Directions for this task:
Retype the entries below exactly, dropping the images.
(Beginning of Given records)
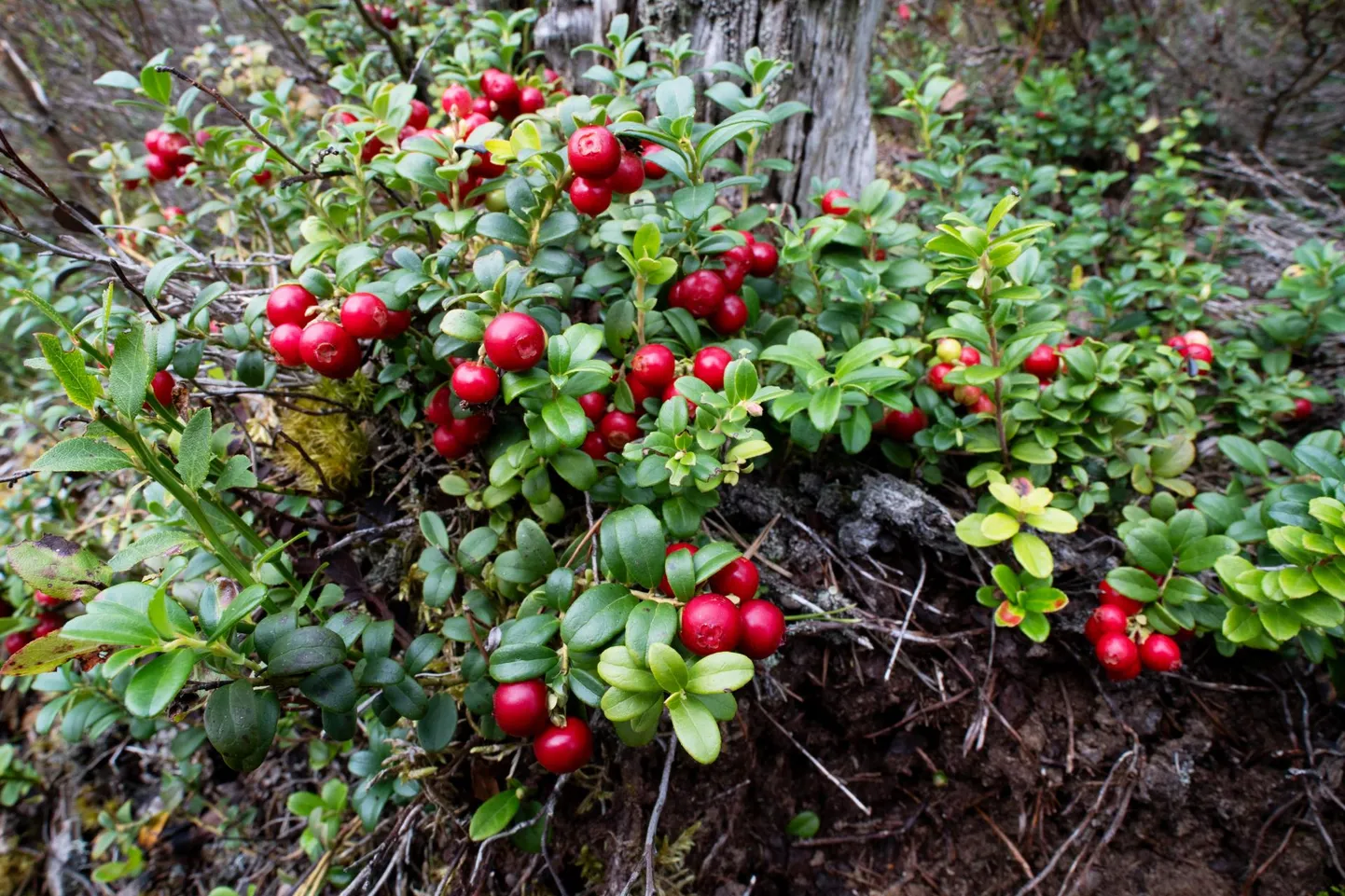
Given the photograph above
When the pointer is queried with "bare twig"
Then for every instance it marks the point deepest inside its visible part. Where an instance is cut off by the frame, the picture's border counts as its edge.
(825, 771)
(906, 623)
(228, 106)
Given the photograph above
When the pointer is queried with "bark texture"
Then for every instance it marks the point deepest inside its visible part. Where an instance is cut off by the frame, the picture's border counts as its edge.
(828, 42)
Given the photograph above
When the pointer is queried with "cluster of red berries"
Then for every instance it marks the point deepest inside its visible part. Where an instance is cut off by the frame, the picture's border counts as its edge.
(1114, 638)
(513, 342)
(49, 622)
(328, 348)
(653, 373)
(713, 623)
(520, 712)
(713, 294)
(602, 167)
(166, 158)
(1195, 346)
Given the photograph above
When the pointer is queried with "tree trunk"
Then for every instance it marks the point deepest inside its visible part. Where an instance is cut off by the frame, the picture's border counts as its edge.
(828, 42)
(End of Given records)
Result of the exercise:
Given the photograph above
When the pointer is queried with "bare twig"
Then for every instance it marks the point deepest inside its visible part. Where an instance is cut off by the frame, the picture's border counts as its edge.
(825, 771)
(906, 623)
(228, 106)
Given the photograph above
When the pointer is queried with "bark texture"
Then for every instance it marks the point deepest inside its visible part. Where an instance is cut off by the frame, the picture's border counts as its edge.
(828, 42)
Given the photograph above
When the pointer is queried with "cluster of red berries"
Then for every instance it marks the point deepest inside its visible part. Where an instance is cut off by the frame, the picture's border counts as its edge.
(1114, 638)
(513, 342)
(49, 622)
(328, 348)
(653, 373)
(713, 623)
(520, 712)
(713, 294)
(602, 167)
(166, 158)
(1195, 346)
Given the photograph above
When the pointer is queried with "tree trunk"
Then for every instance it marks the point deepest inside its visible part. Where an instance is cut off by the frame, the picture's border counts as its edge.
(828, 42)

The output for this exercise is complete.